[Point annotation entries]
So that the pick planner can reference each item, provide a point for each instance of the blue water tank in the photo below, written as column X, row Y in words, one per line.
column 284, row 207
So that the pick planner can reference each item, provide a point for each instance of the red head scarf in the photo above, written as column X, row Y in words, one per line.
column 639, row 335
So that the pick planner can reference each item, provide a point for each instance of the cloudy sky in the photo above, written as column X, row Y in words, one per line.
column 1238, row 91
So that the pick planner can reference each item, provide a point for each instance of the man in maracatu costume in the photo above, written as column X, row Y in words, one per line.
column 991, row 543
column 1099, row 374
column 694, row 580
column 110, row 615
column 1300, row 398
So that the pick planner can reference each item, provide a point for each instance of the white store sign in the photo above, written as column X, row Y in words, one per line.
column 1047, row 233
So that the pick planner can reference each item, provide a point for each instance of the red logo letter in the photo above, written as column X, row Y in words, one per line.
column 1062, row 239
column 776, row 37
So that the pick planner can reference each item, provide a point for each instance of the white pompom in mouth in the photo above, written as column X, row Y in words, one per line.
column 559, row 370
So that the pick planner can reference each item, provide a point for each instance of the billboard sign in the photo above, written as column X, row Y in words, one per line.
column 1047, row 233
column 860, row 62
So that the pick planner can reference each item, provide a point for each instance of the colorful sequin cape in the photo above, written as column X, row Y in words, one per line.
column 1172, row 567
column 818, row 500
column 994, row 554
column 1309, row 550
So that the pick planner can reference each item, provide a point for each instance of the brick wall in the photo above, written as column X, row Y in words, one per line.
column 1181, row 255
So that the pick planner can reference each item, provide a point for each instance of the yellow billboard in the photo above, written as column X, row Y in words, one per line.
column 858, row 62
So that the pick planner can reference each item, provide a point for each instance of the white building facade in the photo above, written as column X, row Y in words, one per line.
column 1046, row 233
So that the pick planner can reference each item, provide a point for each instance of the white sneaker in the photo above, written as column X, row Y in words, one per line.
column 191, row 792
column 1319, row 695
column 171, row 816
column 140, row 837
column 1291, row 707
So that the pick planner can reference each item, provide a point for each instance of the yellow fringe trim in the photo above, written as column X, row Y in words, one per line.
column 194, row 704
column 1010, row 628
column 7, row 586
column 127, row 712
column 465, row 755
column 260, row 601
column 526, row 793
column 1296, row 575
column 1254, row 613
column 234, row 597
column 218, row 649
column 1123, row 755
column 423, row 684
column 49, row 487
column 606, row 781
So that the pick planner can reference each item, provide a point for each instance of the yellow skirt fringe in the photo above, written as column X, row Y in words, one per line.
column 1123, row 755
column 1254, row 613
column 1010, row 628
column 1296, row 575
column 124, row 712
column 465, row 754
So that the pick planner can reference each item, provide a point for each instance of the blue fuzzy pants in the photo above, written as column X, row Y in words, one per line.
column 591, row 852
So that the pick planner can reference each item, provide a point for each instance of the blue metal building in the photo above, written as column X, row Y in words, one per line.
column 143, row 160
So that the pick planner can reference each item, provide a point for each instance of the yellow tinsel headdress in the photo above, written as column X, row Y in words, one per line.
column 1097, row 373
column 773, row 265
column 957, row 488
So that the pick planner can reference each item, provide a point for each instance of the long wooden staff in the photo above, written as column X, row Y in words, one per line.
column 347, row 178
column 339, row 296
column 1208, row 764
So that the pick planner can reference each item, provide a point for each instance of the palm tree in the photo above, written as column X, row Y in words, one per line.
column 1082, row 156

[What to work on] Quote every one of the entries above verbatim, keeping them in their original order.

[Output for this task]
So that the pick planner can reference each item, provide a point for each instance of the blue water tank in the photo below, written as column X, row Y in words, one per line.
column 284, row 207
So that the pick planner can reference each item, provide a point for each instance of the red head scarf in the photo above, written as column X, row Y in words, one per line.
column 639, row 335
So that the pick planner can reference each item, provide a point for each instance of the cloudy sky in the photo above, written as column X, row Y in words, one per line.
column 1238, row 91
So that the pick planner can reference each item, provide a point for each instance of the man in maracatu costume in the photo above, written as column X, row Y in words, one per line.
column 991, row 543
column 1099, row 374
column 694, row 580
column 110, row 615
column 1300, row 398
So that the pick planner can reference each item, provide a point for each instance of the white store sign in the photo above, written as column X, row Y in words, one per line.
column 1047, row 233
So that the pick planner can reference each item, provide a point for each instance of the red logo letter in the photo above, written as column X, row Y in words, one per line.
column 1062, row 239
column 776, row 37
So that the pick planner can reference each item, provide a point for each instance of the white pompom in mouth in the photo above, written as column X, row Y in words, one per line.
column 559, row 370
So that the pick planner can reference each item, provide a point for each instance of the billboard sign in the photo above, written as column X, row Y in words, one per line.
column 1047, row 233
column 860, row 62
So that the pick planner can reference each item, provide a point for each instance of the colorful sequin cape in the photo above, written as column X, row Y in words, one per line.
column 1172, row 567
column 818, row 500
column 994, row 554
column 1309, row 550
So that the pick planner can reference each item, provide a point for each instance of the brick wall in the photo above, written as column X, row Y in words, one per line.
column 1181, row 255
So that the pick planner can reference each item, provide a point for each instance of the yellow billboard in the photo above, written as column X, row Y in words, one per line.
column 858, row 62
So that the pick planner can reference each item, provide a point for each instance of the white building facade in the photo above, written as column X, row Y in words, one per line.
column 1046, row 233
So that the pick planner can reference each item, provide a point for each instance of the white sneaker in the photo above, written as column X, row Y in words, one per line.
column 191, row 792
column 1319, row 695
column 171, row 816
column 140, row 837
column 1291, row 707
So that the pick planner can reference each item, provide a point for each instance of the yellow fringe trim in the photo above, written as column X, row Y in words, one per line.
column 194, row 704
column 1010, row 628
column 7, row 586
column 127, row 712
column 465, row 755
column 260, row 601
column 526, row 793
column 1296, row 575
column 1254, row 613
column 234, row 597
column 218, row 649
column 1123, row 755
column 423, row 684
column 49, row 487
column 606, row 781
So that the pick planner can reference each item, provide a point for each instance of the yellow skirt fringe in the photo above, written as column X, row Y in words, one per line.
column 1123, row 755
column 1254, row 613
column 1010, row 628
column 1296, row 575
column 124, row 712
column 465, row 754
So that the pick planner can reference each item, provide a point for each instance of the blue fuzzy pants in the photo above, written as column X, row Y in words, one per line.
column 591, row 852
So that the pick planner can reference each item, provide a point for each instance of the blue metal building in the photo above, written as column X, row Y in words, one per line.
column 143, row 160
So that the pick planner can reference each item, provide a point for each instance of the yellow tinsel headdress in the photo above, written as column X, row Y in words, one per line.
column 1097, row 373
column 773, row 265
column 957, row 488
So that the pick planner can reference each item, provide a point for each instance of the long wooden staff in the photo above, written as column X, row Y in words, one per line.
column 347, row 178
column 339, row 296
column 1208, row 764
So that the pick planner can reference each item, provide a point for each instance of the palm tree in the photo above, written as column X, row Y in words, one per line.
column 1082, row 156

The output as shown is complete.